Document excerpt:
-----

White bunny on purple blanket

Cruelty-free or not

Hello Bellas!

We’re sure you’ve heard about ‘cruelty-free skincare by now, and have likely seen the ‘cruelty-free certified’ logo on your beauty and skincare packaging. But what does being ‘cruelty-free’ really mean? 

And how can you determine if a brand is ‘cruelty-free’?

Let’s dive into it.




(of cosmetics or other commercial products) manufactured or developed by methods that do not involve experimentation on animals.

At its core, cruelty-free is a way to define products that are not involved in animal testing at any stage of their production process. Unfortunately, owing to the great demand and need for cruelty-free skincare products, some brands are capitalizing on the popularity by simply placing a bunny icon onto their products without actually being cruelty-free.

-----

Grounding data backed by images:
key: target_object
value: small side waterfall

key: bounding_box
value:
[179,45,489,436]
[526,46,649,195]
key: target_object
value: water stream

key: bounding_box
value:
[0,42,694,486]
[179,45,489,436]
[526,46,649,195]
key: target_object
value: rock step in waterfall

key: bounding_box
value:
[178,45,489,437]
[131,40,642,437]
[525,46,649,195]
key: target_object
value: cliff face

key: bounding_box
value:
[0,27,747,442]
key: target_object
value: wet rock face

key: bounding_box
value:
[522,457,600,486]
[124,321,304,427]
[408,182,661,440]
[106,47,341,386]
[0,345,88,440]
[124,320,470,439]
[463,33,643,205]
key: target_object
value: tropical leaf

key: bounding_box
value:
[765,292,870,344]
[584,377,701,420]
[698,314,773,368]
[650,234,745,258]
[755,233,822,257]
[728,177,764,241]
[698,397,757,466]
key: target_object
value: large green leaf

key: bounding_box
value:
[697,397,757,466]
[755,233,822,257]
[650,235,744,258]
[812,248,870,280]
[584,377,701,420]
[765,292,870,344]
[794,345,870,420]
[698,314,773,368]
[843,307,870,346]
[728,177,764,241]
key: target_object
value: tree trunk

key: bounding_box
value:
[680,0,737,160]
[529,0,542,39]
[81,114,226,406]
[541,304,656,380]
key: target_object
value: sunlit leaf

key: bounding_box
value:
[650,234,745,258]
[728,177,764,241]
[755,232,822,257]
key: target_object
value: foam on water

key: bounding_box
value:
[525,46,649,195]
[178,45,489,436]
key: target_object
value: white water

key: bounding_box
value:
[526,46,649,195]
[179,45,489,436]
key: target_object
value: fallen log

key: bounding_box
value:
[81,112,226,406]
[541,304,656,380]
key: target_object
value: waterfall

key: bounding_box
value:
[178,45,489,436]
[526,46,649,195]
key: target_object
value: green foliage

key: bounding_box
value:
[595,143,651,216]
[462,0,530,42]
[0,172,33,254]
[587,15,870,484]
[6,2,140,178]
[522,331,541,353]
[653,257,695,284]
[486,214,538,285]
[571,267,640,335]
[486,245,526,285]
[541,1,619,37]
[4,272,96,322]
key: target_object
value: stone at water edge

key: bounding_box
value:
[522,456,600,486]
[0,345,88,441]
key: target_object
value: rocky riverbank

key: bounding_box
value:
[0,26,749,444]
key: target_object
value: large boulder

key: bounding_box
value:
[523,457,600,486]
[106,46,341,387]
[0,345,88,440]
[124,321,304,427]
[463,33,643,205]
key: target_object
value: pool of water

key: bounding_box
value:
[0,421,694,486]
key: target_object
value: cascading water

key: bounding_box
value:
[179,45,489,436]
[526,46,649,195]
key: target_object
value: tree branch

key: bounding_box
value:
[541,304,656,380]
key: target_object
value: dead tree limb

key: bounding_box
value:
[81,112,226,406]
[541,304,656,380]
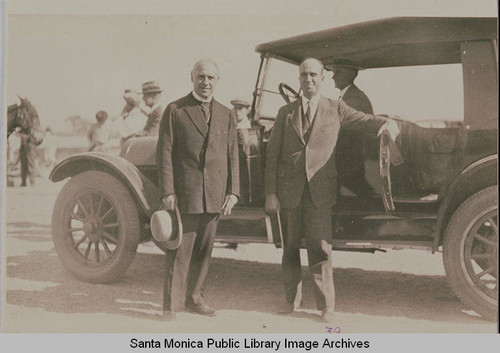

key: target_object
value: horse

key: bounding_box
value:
[7,97,45,186]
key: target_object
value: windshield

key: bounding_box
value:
[259,59,464,127]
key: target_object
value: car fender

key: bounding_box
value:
[432,154,498,252]
[49,152,161,217]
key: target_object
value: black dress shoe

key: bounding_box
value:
[278,302,295,314]
[321,308,335,322]
[186,303,215,316]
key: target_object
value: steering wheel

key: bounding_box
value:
[278,82,299,103]
[378,131,394,212]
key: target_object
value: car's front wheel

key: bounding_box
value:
[444,186,498,320]
[52,171,140,283]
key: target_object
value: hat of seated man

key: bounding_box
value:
[149,205,183,250]
[326,59,365,70]
[142,81,163,94]
[231,98,250,108]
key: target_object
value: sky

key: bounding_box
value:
[1,0,497,130]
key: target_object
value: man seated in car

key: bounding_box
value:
[332,60,375,197]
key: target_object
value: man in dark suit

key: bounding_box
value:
[332,61,375,198]
[265,58,398,322]
[156,59,239,319]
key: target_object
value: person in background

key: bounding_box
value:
[231,99,252,130]
[138,81,165,136]
[87,110,109,152]
[41,126,57,171]
[332,60,375,198]
[112,89,148,145]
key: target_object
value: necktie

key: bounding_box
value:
[201,102,210,124]
[302,101,311,140]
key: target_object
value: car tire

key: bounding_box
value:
[444,186,498,321]
[52,171,140,283]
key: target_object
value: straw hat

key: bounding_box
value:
[149,205,182,250]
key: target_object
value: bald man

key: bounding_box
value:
[265,58,398,322]
[156,59,239,320]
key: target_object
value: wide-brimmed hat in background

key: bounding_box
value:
[142,81,163,94]
[149,205,183,250]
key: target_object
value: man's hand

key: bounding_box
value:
[377,119,399,141]
[161,194,177,211]
[265,194,280,213]
[222,194,238,216]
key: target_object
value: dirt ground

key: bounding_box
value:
[1,179,497,333]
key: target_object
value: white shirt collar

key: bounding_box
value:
[191,90,213,103]
[339,83,352,99]
[302,94,321,122]
[236,119,252,130]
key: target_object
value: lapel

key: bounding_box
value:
[288,99,306,146]
[309,97,328,141]
[184,93,208,137]
[209,99,224,138]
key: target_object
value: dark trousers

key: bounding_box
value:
[281,184,335,310]
[163,213,219,311]
[19,144,35,186]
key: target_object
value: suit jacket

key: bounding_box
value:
[156,93,239,213]
[265,97,385,208]
[336,84,373,176]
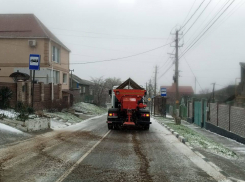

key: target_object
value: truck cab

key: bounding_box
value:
[107,78,151,130]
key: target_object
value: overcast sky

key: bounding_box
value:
[0,0,245,92]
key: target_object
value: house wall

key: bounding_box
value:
[0,39,69,89]
[207,103,245,138]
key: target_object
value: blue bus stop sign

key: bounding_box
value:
[29,54,41,70]
[161,88,167,97]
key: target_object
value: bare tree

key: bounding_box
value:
[91,77,105,106]
[199,88,210,94]
[105,77,122,90]
[92,77,122,106]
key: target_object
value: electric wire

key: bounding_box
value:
[180,50,203,90]
[181,0,222,42]
[183,0,212,37]
[70,42,172,64]
[179,0,235,59]
[182,0,196,24]
[182,0,230,43]
[180,0,206,30]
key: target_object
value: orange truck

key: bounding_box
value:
[107,78,151,130]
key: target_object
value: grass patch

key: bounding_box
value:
[157,119,237,158]
[73,102,107,115]
[45,112,83,123]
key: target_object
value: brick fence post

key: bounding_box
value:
[17,81,24,102]
[192,98,196,123]
[39,82,44,102]
[58,84,62,99]
[26,81,32,105]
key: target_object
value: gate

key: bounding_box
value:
[179,105,187,119]
[203,100,208,128]
[154,96,167,116]
[194,101,202,127]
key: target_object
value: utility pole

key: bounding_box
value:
[69,69,74,89]
[211,83,215,102]
[175,30,179,109]
[154,66,157,97]
[171,30,183,120]
[195,77,197,94]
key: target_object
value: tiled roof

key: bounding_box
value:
[0,14,70,51]
[240,62,245,69]
[117,78,143,90]
[70,74,93,85]
[161,84,194,94]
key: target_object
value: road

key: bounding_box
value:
[0,116,230,182]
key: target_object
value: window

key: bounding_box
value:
[53,70,60,84]
[53,46,60,63]
[63,73,67,83]
[79,86,82,94]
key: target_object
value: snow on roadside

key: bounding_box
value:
[73,102,107,115]
[155,118,237,159]
[0,123,23,133]
[0,109,17,118]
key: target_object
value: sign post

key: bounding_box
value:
[161,88,167,118]
[29,54,41,107]
[161,88,167,97]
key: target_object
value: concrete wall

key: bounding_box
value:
[207,103,245,138]
[0,38,69,89]
[218,105,230,131]
[210,103,218,126]
[230,107,245,137]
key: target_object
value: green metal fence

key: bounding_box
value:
[194,101,202,127]
[180,105,187,119]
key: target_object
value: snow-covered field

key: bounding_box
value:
[73,102,107,115]
[0,109,17,118]
[0,123,23,133]
[156,118,237,158]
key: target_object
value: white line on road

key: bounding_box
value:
[56,130,111,182]
[195,151,205,159]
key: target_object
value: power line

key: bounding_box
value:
[70,42,172,64]
[183,0,212,37]
[52,28,166,39]
[180,0,235,58]
[203,0,245,36]
[183,0,196,23]
[158,61,174,79]
[180,0,206,30]
[182,0,222,42]
[184,0,230,45]
[181,48,203,90]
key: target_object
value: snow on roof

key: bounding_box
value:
[0,123,23,133]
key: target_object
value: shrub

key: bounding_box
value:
[0,114,7,120]
[27,107,35,114]
[15,102,29,121]
[0,87,13,109]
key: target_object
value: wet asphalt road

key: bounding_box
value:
[0,116,218,182]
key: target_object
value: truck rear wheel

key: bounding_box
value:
[144,124,150,130]
[108,123,113,130]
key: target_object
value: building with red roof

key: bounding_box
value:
[161,83,194,104]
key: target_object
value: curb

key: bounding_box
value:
[162,123,187,144]
[159,120,237,182]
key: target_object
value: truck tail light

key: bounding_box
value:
[141,114,150,117]
[108,113,117,116]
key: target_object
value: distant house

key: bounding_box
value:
[161,83,194,104]
[70,74,94,103]
[0,14,70,89]
[236,63,245,106]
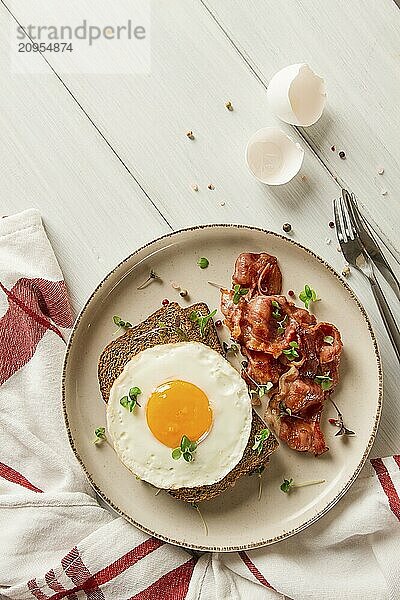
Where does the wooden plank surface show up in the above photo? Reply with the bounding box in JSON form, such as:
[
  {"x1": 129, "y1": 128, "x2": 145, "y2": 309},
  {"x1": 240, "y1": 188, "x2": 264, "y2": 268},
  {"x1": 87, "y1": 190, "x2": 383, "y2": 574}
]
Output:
[{"x1": 0, "y1": 0, "x2": 400, "y2": 455}]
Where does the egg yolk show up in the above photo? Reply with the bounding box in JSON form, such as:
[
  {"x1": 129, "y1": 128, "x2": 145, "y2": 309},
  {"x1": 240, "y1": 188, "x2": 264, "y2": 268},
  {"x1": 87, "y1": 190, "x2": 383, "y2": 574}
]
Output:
[{"x1": 146, "y1": 379, "x2": 212, "y2": 448}]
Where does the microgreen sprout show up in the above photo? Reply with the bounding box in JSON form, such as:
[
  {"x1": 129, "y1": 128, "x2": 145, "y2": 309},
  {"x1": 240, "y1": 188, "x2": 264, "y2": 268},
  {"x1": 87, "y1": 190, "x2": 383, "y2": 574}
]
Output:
[
  {"x1": 137, "y1": 269, "x2": 161, "y2": 290},
  {"x1": 299, "y1": 284, "x2": 319, "y2": 308},
  {"x1": 279, "y1": 402, "x2": 292, "y2": 417},
  {"x1": 197, "y1": 256, "x2": 210, "y2": 269},
  {"x1": 329, "y1": 398, "x2": 356, "y2": 437},
  {"x1": 113, "y1": 315, "x2": 132, "y2": 333},
  {"x1": 314, "y1": 371, "x2": 333, "y2": 392},
  {"x1": 156, "y1": 321, "x2": 189, "y2": 341},
  {"x1": 93, "y1": 427, "x2": 107, "y2": 444},
  {"x1": 280, "y1": 478, "x2": 325, "y2": 494},
  {"x1": 278, "y1": 315, "x2": 287, "y2": 333},
  {"x1": 232, "y1": 283, "x2": 249, "y2": 304},
  {"x1": 192, "y1": 502, "x2": 208, "y2": 535},
  {"x1": 282, "y1": 341, "x2": 299, "y2": 360},
  {"x1": 171, "y1": 435, "x2": 197, "y2": 462},
  {"x1": 249, "y1": 465, "x2": 265, "y2": 500},
  {"x1": 252, "y1": 427, "x2": 271, "y2": 454},
  {"x1": 242, "y1": 360, "x2": 274, "y2": 398},
  {"x1": 119, "y1": 387, "x2": 142, "y2": 412},
  {"x1": 222, "y1": 342, "x2": 239, "y2": 354},
  {"x1": 189, "y1": 309, "x2": 217, "y2": 337}
]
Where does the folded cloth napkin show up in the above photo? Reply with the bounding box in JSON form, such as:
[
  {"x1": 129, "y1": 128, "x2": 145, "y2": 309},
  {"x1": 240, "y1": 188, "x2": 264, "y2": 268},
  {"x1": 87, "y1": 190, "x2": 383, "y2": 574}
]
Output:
[{"x1": 0, "y1": 210, "x2": 400, "y2": 600}]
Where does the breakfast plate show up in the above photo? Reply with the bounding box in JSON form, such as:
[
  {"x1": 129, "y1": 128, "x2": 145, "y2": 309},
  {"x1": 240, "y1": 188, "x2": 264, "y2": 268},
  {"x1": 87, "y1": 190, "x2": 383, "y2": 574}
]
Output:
[{"x1": 63, "y1": 225, "x2": 382, "y2": 552}]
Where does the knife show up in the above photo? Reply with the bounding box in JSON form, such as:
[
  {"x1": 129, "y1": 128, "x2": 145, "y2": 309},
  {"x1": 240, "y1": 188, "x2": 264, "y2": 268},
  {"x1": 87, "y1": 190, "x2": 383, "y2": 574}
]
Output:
[{"x1": 342, "y1": 189, "x2": 400, "y2": 300}]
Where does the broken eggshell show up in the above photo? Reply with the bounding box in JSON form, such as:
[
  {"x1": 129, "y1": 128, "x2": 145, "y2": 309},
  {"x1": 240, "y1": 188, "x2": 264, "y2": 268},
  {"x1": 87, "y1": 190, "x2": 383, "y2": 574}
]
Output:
[
  {"x1": 246, "y1": 127, "x2": 304, "y2": 185},
  {"x1": 267, "y1": 63, "x2": 326, "y2": 127}
]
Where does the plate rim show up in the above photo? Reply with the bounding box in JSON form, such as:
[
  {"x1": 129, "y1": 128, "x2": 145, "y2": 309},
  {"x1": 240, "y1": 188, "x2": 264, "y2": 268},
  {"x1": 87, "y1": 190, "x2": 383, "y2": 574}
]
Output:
[{"x1": 61, "y1": 223, "x2": 383, "y2": 552}]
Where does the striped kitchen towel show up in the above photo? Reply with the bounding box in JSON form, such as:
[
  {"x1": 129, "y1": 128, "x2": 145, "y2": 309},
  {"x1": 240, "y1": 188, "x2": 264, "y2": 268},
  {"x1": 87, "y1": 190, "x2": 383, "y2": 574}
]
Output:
[{"x1": 0, "y1": 210, "x2": 400, "y2": 600}]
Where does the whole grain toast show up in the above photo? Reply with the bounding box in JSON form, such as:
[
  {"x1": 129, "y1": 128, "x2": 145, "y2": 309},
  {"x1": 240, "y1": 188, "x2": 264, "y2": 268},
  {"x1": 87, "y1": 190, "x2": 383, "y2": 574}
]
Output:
[{"x1": 98, "y1": 302, "x2": 279, "y2": 502}]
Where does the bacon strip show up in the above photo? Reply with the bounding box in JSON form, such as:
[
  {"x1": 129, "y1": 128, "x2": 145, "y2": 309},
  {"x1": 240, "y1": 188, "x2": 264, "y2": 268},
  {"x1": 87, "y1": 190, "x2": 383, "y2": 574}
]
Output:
[{"x1": 221, "y1": 253, "x2": 342, "y2": 455}]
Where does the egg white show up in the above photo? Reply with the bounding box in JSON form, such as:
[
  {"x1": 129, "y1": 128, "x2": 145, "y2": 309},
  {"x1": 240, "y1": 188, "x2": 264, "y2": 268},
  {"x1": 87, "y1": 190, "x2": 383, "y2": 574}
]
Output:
[{"x1": 107, "y1": 342, "x2": 252, "y2": 489}]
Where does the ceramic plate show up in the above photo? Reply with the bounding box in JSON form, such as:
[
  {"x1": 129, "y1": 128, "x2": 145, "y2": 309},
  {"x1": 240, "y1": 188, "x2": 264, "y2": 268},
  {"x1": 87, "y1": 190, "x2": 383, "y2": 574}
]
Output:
[{"x1": 63, "y1": 225, "x2": 382, "y2": 552}]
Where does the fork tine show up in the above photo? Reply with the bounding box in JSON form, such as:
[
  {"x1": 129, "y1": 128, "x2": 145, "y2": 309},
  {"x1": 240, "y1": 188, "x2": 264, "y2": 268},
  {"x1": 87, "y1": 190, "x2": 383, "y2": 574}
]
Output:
[
  {"x1": 333, "y1": 198, "x2": 347, "y2": 246},
  {"x1": 340, "y1": 190, "x2": 356, "y2": 240},
  {"x1": 342, "y1": 190, "x2": 360, "y2": 239}
]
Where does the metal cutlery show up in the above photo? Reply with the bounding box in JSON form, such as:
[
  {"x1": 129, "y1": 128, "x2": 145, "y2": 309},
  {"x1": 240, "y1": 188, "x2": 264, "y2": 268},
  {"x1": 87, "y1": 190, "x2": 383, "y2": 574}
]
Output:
[
  {"x1": 342, "y1": 189, "x2": 400, "y2": 300},
  {"x1": 333, "y1": 190, "x2": 400, "y2": 362}
]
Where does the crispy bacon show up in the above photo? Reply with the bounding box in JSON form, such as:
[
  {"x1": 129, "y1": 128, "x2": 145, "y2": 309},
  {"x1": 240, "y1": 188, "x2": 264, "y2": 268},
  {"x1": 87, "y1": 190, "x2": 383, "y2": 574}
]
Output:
[
  {"x1": 232, "y1": 252, "x2": 282, "y2": 297},
  {"x1": 221, "y1": 253, "x2": 342, "y2": 455}
]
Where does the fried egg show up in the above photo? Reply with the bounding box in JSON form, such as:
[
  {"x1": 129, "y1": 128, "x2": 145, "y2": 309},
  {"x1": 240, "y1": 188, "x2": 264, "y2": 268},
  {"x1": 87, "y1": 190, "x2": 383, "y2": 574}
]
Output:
[{"x1": 107, "y1": 342, "x2": 252, "y2": 489}]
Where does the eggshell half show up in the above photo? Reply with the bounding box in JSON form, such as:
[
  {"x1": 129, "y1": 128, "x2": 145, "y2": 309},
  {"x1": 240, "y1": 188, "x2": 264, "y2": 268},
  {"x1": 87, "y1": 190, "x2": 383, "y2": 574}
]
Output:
[
  {"x1": 246, "y1": 127, "x2": 304, "y2": 185},
  {"x1": 267, "y1": 63, "x2": 326, "y2": 127}
]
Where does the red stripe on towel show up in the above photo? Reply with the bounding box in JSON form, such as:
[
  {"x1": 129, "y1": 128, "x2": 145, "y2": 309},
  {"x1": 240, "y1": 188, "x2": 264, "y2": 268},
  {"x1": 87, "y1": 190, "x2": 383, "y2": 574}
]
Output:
[
  {"x1": 129, "y1": 557, "x2": 197, "y2": 600},
  {"x1": 0, "y1": 277, "x2": 73, "y2": 385},
  {"x1": 46, "y1": 538, "x2": 165, "y2": 600},
  {"x1": 0, "y1": 463, "x2": 43, "y2": 493},
  {"x1": 238, "y1": 550, "x2": 276, "y2": 591},
  {"x1": 371, "y1": 458, "x2": 400, "y2": 521}
]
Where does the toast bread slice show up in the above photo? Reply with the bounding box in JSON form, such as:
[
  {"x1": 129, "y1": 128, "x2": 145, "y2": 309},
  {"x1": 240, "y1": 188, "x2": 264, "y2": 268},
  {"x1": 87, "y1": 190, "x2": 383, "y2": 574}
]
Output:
[{"x1": 98, "y1": 302, "x2": 279, "y2": 503}]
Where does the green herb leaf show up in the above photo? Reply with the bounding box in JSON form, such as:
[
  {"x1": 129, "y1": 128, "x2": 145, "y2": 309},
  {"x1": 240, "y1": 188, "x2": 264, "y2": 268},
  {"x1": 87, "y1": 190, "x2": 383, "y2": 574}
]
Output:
[
  {"x1": 222, "y1": 342, "x2": 239, "y2": 354},
  {"x1": 299, "y1": 284, "x2": 318, "y2": 308},
  {"x1": 113, "y1": 315, "x2": 132, "y2": 329},
  {"x1": 281, "y1": 479, "x2": 294, "y2": 494},
  {"x1": 252, "y1": 428, "x2": 271, "y2": 454},
  {"x1": 232, "y1": 283, "x2": 249, "y2": 304},
  {"x1": 172, "y1": 448, "x2": 182, "y2": 460},
  {"x1": 119, "y1": 387, "x2": 142, "y2": 412},
  {"x1": 197, "y1": 256, "x2": 210, "y2": 269},
  {"x1": 119, "y1": 396, "x2": 130, "y2": 408},
  {"x1": 181, "y1": 435, "x2": 190, "y2": 452},
  {"x1": 172, "y1": 435, "x2": 197, "y2": 462},
  {"x1": 282, "y1": 342, "x2": 299, "y2": 360},
  {"x1": 93, "y1": 427, "x2": 107, "y2": 444},
  {"x1": 189, "y1": 309, "x2": 217, "y2": 337},
  {"x1": 314, "y1": 373, "x2": 333, "y2": 392}
]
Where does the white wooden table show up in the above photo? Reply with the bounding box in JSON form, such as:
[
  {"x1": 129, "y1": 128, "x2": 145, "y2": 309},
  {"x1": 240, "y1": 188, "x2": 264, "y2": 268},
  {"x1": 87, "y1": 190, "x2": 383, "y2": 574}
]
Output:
[{"x1": 0, "y1": 0, "x2": 400, "y2": 464}]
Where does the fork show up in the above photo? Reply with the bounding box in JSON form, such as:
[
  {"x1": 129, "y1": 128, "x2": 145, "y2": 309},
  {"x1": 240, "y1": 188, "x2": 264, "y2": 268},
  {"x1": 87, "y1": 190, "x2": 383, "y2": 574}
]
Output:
[{"x1": 333, "y1": 194, "x2": 400, "y2": 362}]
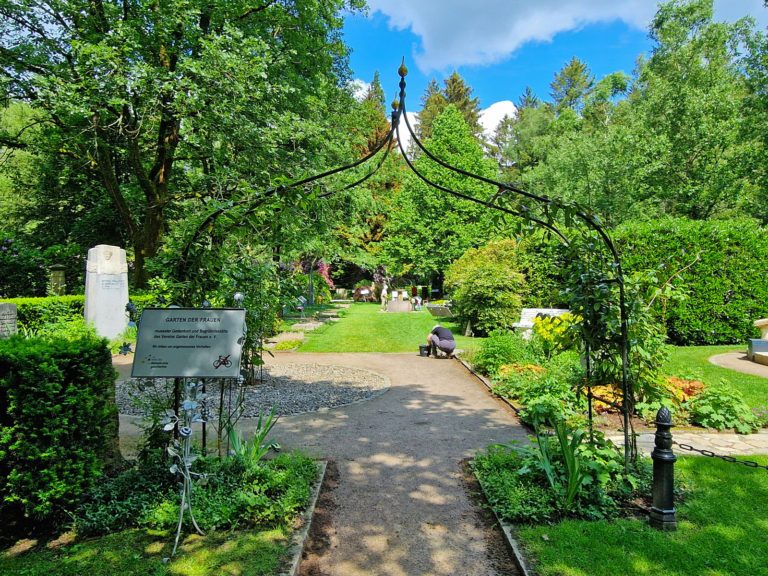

-----

Exercise:
Please translate this sentence from the cruelty-free skincare post into Spanish: "At its core, cruelty-free is a way to define products that are not involved in animal testing at any stage of their production process."

Output of the task:
En esencia, «libre de crueldad» es una forma de definir los productos que no están involucrados en pruebas con animales en ninguna etapa de su proceso de producción.